Tasks for this exercise »
- A) List every gene named in the passage on ankylosing spondylitis below.
- B) From the passage on ankylosing spondylitis below, retype the section that begins at the words "Researchers discovered two" and stops after "joints and organs.".

Document segment »
Researchers discovered two genes, ARTS1 and IL23R, that cause ankylosing spondylitis (AS), a chronic form of arthritis that attacks the spine and also can target other joints and organs.
“We’ve long known that the HLA-B27 gene accounts for 40 percent of the overall cause of AS,” says John D. Reveille, M.D., professor and director of the division of rheumatology and clinical immunogenetics at University of Texas Medical School at Houston. “Now we have found two new genes. Together with HLA-B27, these genes account for roughly 70 percent of the overall cause.”
Researchers from Wellcome Trust Centre for Human Genetics used genome-wide association scanning to analyze DNA samples from 1,000 patients with ankylosing spondylitis and a further 1,500 unaffected people. The researchers found that ARTS1 and IL23R increase the risk of developing the disease. The findings from this study were then confirmed by the UT Houston team.

Information provided »
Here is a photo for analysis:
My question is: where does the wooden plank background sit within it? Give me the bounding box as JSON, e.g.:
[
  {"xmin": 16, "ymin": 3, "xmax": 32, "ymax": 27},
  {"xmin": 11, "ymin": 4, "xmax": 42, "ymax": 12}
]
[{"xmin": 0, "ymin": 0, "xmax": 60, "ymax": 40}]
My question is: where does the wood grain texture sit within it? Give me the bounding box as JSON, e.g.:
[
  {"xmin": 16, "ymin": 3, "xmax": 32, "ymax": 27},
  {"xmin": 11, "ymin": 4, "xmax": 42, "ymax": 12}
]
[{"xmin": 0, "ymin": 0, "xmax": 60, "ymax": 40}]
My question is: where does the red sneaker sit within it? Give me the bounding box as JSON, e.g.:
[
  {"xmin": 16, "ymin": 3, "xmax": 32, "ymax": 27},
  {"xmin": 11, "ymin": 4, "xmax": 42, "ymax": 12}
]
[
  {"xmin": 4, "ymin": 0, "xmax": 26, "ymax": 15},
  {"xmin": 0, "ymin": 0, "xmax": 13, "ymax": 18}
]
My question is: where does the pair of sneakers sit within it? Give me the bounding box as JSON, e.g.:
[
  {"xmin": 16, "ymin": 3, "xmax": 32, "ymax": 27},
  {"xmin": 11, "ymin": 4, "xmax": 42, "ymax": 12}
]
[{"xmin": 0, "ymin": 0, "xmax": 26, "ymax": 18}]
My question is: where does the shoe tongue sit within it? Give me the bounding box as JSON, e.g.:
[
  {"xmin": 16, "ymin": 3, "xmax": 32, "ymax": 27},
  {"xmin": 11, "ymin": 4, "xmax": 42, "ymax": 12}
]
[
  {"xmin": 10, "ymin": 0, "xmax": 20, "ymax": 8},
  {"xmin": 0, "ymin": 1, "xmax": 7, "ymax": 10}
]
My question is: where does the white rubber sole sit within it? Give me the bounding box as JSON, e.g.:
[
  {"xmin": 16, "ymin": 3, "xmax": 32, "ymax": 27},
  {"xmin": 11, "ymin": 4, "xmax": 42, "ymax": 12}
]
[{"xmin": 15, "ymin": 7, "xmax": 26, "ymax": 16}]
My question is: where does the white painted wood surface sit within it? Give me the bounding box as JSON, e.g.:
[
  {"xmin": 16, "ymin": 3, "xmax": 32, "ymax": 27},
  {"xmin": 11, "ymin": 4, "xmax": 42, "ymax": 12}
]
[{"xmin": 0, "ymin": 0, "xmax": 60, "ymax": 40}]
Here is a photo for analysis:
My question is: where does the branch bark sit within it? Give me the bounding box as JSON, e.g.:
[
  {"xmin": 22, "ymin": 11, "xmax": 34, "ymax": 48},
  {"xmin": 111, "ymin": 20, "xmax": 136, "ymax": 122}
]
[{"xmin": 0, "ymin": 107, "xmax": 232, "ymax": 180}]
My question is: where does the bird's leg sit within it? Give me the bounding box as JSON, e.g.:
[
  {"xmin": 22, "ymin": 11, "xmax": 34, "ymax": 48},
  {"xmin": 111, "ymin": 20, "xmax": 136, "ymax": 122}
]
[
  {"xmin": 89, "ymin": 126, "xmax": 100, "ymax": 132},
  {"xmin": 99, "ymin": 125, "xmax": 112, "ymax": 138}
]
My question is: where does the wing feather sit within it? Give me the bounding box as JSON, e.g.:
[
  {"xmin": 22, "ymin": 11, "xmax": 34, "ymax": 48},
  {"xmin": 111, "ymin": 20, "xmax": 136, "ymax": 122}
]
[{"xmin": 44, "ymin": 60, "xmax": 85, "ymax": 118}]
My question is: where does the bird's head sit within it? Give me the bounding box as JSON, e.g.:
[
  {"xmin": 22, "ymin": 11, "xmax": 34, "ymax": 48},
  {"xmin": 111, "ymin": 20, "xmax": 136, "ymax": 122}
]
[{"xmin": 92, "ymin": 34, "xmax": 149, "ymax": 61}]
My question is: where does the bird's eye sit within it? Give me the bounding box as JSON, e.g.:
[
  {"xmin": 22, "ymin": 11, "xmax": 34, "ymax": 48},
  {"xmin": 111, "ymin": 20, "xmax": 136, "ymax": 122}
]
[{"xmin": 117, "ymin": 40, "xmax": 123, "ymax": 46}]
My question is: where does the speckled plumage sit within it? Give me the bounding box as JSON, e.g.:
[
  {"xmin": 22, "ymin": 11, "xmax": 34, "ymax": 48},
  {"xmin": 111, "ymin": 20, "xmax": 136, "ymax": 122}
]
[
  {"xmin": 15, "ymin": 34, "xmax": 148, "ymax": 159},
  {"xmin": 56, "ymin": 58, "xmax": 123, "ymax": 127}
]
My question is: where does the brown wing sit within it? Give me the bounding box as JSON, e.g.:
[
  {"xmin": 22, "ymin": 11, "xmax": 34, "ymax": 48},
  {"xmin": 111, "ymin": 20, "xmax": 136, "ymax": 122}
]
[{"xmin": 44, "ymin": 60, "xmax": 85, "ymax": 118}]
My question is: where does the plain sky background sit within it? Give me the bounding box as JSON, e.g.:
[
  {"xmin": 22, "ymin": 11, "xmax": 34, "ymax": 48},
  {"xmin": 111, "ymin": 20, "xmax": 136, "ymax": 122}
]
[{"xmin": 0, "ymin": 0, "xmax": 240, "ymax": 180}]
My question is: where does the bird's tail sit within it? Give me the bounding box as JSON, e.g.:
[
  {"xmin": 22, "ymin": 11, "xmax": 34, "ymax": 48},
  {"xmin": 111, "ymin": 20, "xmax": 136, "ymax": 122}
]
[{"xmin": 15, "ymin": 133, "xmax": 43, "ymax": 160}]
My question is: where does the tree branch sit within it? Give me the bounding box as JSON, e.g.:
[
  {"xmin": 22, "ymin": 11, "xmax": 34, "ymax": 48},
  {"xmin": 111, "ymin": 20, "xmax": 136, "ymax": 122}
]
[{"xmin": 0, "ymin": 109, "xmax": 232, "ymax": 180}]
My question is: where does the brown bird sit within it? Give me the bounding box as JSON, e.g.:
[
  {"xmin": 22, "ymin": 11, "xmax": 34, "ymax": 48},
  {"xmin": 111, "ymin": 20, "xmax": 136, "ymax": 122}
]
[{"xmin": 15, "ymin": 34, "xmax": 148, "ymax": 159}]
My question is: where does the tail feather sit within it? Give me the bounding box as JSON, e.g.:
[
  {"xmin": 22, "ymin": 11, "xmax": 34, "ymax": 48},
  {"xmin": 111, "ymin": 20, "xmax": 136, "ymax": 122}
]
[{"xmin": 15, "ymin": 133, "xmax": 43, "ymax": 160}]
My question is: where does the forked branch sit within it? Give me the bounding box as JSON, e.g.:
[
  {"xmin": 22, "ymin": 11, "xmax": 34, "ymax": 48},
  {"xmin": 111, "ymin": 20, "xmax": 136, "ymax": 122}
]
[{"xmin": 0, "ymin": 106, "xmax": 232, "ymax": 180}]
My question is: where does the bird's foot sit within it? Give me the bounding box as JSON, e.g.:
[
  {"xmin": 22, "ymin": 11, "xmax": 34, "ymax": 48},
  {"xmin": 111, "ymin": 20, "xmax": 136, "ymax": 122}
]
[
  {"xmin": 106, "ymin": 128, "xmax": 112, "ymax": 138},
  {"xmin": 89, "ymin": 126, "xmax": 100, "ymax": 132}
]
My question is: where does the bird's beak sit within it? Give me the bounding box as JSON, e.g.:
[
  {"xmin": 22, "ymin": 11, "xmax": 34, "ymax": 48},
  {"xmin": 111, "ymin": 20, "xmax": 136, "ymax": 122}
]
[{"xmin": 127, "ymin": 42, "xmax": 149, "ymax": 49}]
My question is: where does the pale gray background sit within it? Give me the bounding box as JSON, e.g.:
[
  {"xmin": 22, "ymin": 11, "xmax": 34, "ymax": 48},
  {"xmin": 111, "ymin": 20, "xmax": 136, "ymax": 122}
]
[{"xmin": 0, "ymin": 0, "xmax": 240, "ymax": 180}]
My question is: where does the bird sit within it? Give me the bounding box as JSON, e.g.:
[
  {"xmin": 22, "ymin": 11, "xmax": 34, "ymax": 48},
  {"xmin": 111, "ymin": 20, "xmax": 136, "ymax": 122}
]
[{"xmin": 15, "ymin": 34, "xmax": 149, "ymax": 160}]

Answers for each item »
- A) ARTS1, IL23R, HLA-B27

- B)
Researchers discovered two genes, ARTS1 and IL23R, that cause ankylosing spondylitis (AS), a chronic form of arthritis that attacks the spine and also can target other joints and organs.